**Work required:**
Continue the blog post below about battling the blues, starting right after its final sentence.

**Excerpt to read:**
▶
Battling the Blues (and I’m not talking music)

Lisa Jeanette

It’s that time of year, when for some of us, there are a million reasons to fall into a depression. Some people live for the holiday season, others dread it. I do a little of both, but this year was particularly tough for a variety of reasons that . . . well, if I typed it all out would make us both more depressed. I’m not here to wallow – I can do that on my own time!

As a songwriter, it is natural and even partly desirable to have lows among your highs. As a human being, when it gets debilitating, it’s unbearable. Everyone is different, but for me, I can point to certain things that inevitably cause the downward spiral. What I eat, how much exercise I get, and how much light I’m exposed to are usually main culprits. It is a circle of health that when broken, breaks me. I am weakened, and my warrior spirit with all of its super-powers is nowhere to be found. Where is that strong contender, with her heavy-duty whirlwinds of positive energy? Where is the force to be reckoned with who, when faced with adversity, Mary Tyler Moore’s that shit and turns the world on with her smile? Where is the “joy, joy, joy, joy” that was easily ejected from down in my heart right into any room I’d happen to be in? Damned if I know.

But alas, I’ve been to this blues jam many times. To be completely honest, in the past therapy and anti-depressants have helped me, so you do you and find what you need. But I’ll share with you what has helped me:

  1. Have gratitude. Get a notebook and every morning, list 100 things you are grateful for, large and small. It can be that you woke up, that you like the color green – whatever you can think of. The photo above is a snapshot of a journal page from a few years back. You can see Peggy Lee and Cheezits made my list. Use one or two words – no need for grammatically correct sentences. I’ve heard there is something to the writing of it, and that typing is not as effective, but I wouldn’t make that a deal-breaker. Gratitude is the best medicine for depression. This is probably the most effective weapon in my arsenal, since it is true that the pen is mightier than the sword.
◀
Stored items
▶
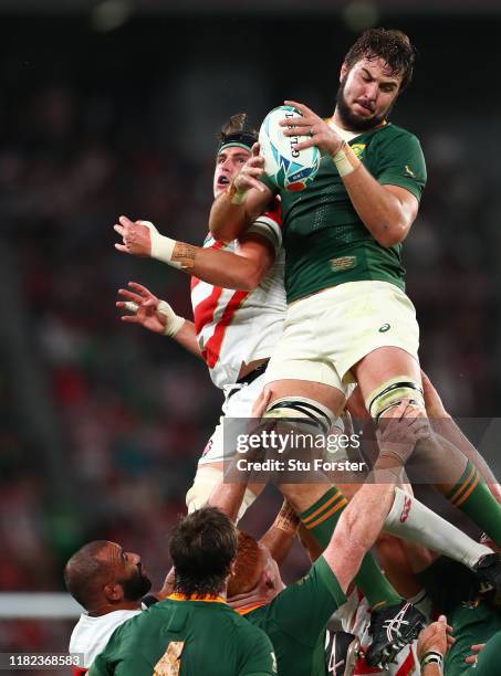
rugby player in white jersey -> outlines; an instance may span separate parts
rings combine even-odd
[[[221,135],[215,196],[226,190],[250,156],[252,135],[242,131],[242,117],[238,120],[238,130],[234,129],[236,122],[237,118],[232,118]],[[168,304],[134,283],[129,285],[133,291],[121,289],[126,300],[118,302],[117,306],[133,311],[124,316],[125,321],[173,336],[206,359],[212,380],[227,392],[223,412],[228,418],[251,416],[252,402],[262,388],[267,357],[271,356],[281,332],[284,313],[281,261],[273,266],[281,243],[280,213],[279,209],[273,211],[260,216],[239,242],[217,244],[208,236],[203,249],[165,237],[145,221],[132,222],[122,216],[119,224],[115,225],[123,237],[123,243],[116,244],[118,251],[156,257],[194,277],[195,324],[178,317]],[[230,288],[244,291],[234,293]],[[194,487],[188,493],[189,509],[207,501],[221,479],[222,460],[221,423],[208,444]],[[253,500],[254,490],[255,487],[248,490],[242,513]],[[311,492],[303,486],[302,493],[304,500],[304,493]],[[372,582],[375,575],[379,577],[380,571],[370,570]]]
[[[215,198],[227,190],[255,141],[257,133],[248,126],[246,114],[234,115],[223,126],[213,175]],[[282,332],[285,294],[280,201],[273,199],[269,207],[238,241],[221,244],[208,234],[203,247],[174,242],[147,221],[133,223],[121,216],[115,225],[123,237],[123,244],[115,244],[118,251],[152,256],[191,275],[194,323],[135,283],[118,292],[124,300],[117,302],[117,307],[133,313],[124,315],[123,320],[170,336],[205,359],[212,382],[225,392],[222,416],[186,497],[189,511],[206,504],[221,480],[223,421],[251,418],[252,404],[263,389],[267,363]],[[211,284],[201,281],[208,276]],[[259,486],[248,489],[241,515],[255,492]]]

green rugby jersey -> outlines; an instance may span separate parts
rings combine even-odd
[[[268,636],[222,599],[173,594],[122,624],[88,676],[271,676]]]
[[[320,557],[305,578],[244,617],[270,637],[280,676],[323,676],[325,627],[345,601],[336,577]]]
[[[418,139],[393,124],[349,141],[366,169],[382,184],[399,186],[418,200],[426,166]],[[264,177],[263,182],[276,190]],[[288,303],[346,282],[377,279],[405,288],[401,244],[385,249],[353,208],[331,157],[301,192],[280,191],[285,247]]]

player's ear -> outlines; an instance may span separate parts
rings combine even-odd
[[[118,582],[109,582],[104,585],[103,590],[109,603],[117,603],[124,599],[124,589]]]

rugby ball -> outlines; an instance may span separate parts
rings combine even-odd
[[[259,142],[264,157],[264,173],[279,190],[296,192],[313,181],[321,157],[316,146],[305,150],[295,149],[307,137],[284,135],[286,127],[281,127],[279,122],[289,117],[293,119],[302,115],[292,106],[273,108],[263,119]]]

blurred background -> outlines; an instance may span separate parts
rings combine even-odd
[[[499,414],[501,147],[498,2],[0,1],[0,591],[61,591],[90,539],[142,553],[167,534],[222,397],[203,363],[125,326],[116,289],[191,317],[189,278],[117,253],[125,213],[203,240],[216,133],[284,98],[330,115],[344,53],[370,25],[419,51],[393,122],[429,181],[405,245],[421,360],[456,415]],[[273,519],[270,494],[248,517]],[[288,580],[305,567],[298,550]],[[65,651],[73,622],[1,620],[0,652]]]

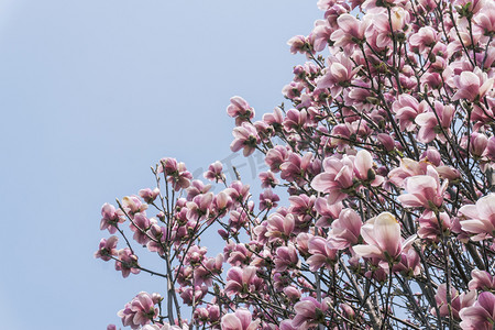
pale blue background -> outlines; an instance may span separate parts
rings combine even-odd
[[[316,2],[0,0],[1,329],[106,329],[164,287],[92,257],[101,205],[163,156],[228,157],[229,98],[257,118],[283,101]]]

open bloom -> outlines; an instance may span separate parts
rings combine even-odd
◀
**Exercise output:**
  2. Exercise. This doesn’t have to be heroic. Just doing 10-15 minutes of yoga stretches, or lifting hand-held weights (or cans from the pantry) will lift your mood. The more consistent you are, the more it will help.
  3. Feed your spirit. For different people, that might mean prayer, mindfulness, meditation, getting out in nature, etc. Whatever it is that feeds your spirit, do it. Breathe deep, slow down, and remember that you are more than the body that holds you.

So here is the tricky part. Every bone in your ungrateful, miserable body will resist doing these simple things. Depression is not a noun in this context, it is a verb. It will actively try to keep you from feeling its polar opposite, which is hope and/or happiness. So if you are also battling depression, the best offense is a good defense. Conjure up the energy to write your 100 things you are grateful for at the very least. That will get you started on refocusing your mind on a different wave-length.

Feel free to share with me how you battle the blues – heaven knows I’m no expert, but this is what has helped me thus far. I wish you happiness this new year and always!